> [What you should do]
Reproduce each record verbatim, images excluded.

> [Study material]
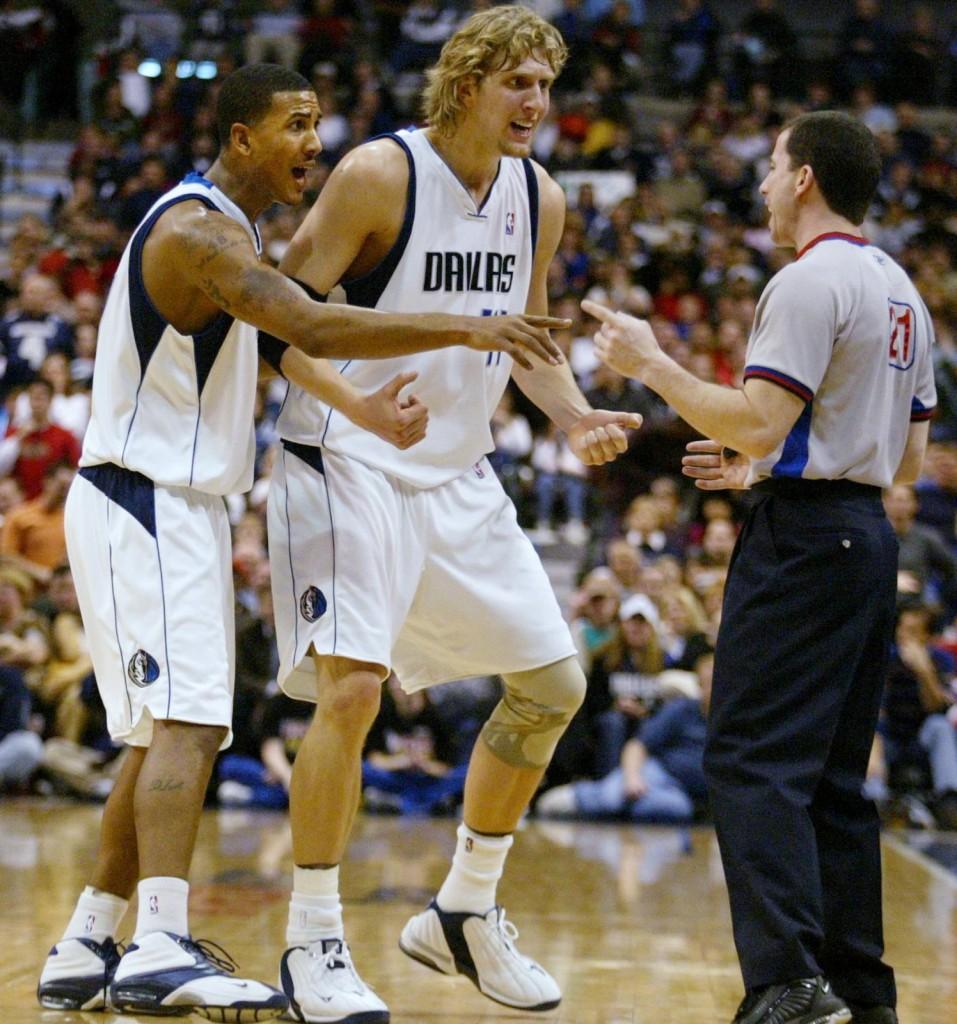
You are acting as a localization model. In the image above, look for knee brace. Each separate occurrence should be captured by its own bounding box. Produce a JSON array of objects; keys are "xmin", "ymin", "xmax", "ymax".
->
[{"xmin": 480, "ymin": 656, "xmax": 586, "ymax": 769}]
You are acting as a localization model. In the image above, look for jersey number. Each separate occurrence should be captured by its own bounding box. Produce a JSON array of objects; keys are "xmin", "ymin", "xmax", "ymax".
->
[
  {"xmin": 483, "ymin": 308, "xmax": 508, "ymax": 366},
  {"xmin": 888, "ymin": 300, "xmax": 915, "ymax": 370}
]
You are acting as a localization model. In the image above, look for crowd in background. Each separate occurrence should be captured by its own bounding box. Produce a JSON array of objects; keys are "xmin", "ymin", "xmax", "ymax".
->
[{"xmin": 1, "ymin": 0, "xmax": 957, "ymax": 829}]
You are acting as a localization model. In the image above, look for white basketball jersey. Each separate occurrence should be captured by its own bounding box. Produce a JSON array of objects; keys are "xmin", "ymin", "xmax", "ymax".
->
[
  {"xmin": 81, "ymin": 173, "xmax": 262, "ymax": 495},
  {"xmin": 277, "ymin": 128, "xmax": 540, "ymax": 488}
]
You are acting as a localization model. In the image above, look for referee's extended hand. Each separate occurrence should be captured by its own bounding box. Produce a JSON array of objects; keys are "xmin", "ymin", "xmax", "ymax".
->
[
  {"xmin": 582, "ymin": 300, "xmax": 661, "ymax": 380},
  {"xmin": 682, "ymin": 440, "xmax": 750, "ymax": 490}
]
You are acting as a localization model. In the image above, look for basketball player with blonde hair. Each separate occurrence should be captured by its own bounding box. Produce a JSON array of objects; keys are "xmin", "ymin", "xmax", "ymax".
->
[{"xmin": 266, "ymin": 7, "xmax": 642, "ymax": 1022}]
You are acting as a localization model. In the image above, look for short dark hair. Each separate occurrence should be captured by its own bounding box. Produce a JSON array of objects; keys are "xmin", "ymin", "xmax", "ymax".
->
[
  {"xmin": 783, "ymin": 111, "xmax": 881, "ymax": 225},
  {"xmin": 216, "ymin": 63, "xmax": 311, "ymax": 147}
]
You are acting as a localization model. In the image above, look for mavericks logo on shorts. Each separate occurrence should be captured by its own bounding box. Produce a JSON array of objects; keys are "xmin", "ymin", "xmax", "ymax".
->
[
  {"xmin": 300, "ymin": 586, "xmax": 327, "ymax": 622},
  {"xmin": 128, "ymin": 649, "xmax": 160, "ymax": 687}
]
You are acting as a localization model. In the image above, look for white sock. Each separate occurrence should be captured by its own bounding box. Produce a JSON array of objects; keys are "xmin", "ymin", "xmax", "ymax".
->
[
  {"xmin": 435, "ymin": 824, "xmax": 513, "ymax": 914},
  {"xmin": 287, "ymin": 865, "xmax": 343, "ymax": 946},
  {"xmin": 134, "ymin": 877, "xmax": 189, "ymax": 940},
  {"xmin": 61, "ymin": 886, "xmax": 129, "ymax": 944}
]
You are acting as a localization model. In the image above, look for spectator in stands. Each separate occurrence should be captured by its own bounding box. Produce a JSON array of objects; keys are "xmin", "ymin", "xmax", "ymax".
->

> [Result for this task]
You are acting as a localization model. In the image above, look for knee brace. Each separate occurrence should be captured by its own bounding box. Produce a JSON array of objects; keys are "xmin", "ymin", "xmax", "ymax".
->
[{"xmin": 480, "ymin": 656, "xmax": 586, "ymax": 769}]
You are acting as a localization model. In the image above, look for jersey number. Each separate occurrence should be captured by its own bounding box. Produce a JSON array of objects; keys are "xmin", "ymin", "xmax", "ymax".
->
[
  {"xmin": 483, "ymin": 308, "xmax": 508, "ymax": 366},
  {"xmin": 888, "ymin": 300, "xmax": 915, "ymax": 370}
]
You are acting as a localization model. In the image above, look for crowd in background. Each separate occurrence should be captured by its own bounding box. Produce a JSON array of objects; keys are "xmin", "ymin", "xmax", "ymax".
->
[{"xmin": 1, "ymin": 0, "xmax": 957, "ymax": 829}]
You are acting as a localization model. In the image above, look for white basketball jersey. Each separate occurrence should be captured by its own bounding box. Produce a JSON array of objects; keys are "xmin", "ymin", "xmax", "ymax".
->
[
  {"xmin": 81, "ymin": 173, "xmax": 262, "ymax": 495},
  {"xmin": 277, "ymin": 128, "xmax": 540, "ymax": 488}
]
You are acting as a localization model. In the image above, look for referee's extended hand. Each separate occurrence should be captured by its own bounding box. Produce a JSON array of objects; keys are "xmin", "ymin", "xmax", "ymax".
->
[
  {"xmin": 582, "ymin": 300, "xmax": 661, "ymax": 380},
  {"xmin": 682, "ymin": 440, "xmax": 750, "ymax": 490}
]
You are acting as a localization model. In the image above, look for basketball player with blonde hair. Each separate occurrence should be captured by its own bounding box. Produce a JSON array of objects; keys are "xmin", "ymin", "xmax", "ymax".
->
[{"xmin": 266, "ymin": 7, "xmax": 642, "ymax": 1022}]
You are acting as a localization model. In the image above, look for short dark hair. Each separate occurrence should be captured by its own bounding box. Produce a JSON array of objects; keys are "xmin", "ymin", "xmax", "ymax".
->
[
  {"xmin": 783, "ymin": 111, "xmax": 881, "ymax": 225},
  {"xmin": 216, "ymin": 63, "xmax": 311, "ymax": 147}
]
You are acting as a localization model. In the image above, look for mavericks logo on shorts. Each separate occurrence should be captured by its own bounding box. Produce a JSON array of objects; keys are "xmin", "ymin", "xmax", "ymax".
->
[
  {"xmin": 300, "ymin": 586, "xmax": 327, "ymax": 622},
  {"xmin": 128, "ymin": 649, "xmax": 160, "ymax": 687}
]
You are acting as a localization model. In the image above, look for white sock. Each separate occurrence should be captured by its own bounding box. Produce a JSON array of objects; keys are "xmin", "ymin", "xmax", "ymax".
->
[
  {"xmin": 435, "ymin": 824, "xmax": 513, "ymax": 914},
  {"xmin": 287, "ymin": 865, "xmax": 343, "ymax": 946},
  {"xmin": 134, "ymin": 877, "xmax": 189, "ymax": 940},
  {"xmin": 61, "ymin": 886, "xmax": 129, "ymax": 944}
]
You are acting as a localization model. In the image above, look for spectator in stands. Each separate occurrence should be captured by its own bounding box. Produce a JSON array of objects; keys are "xmin", "ymin", "xmax", "ymax".
->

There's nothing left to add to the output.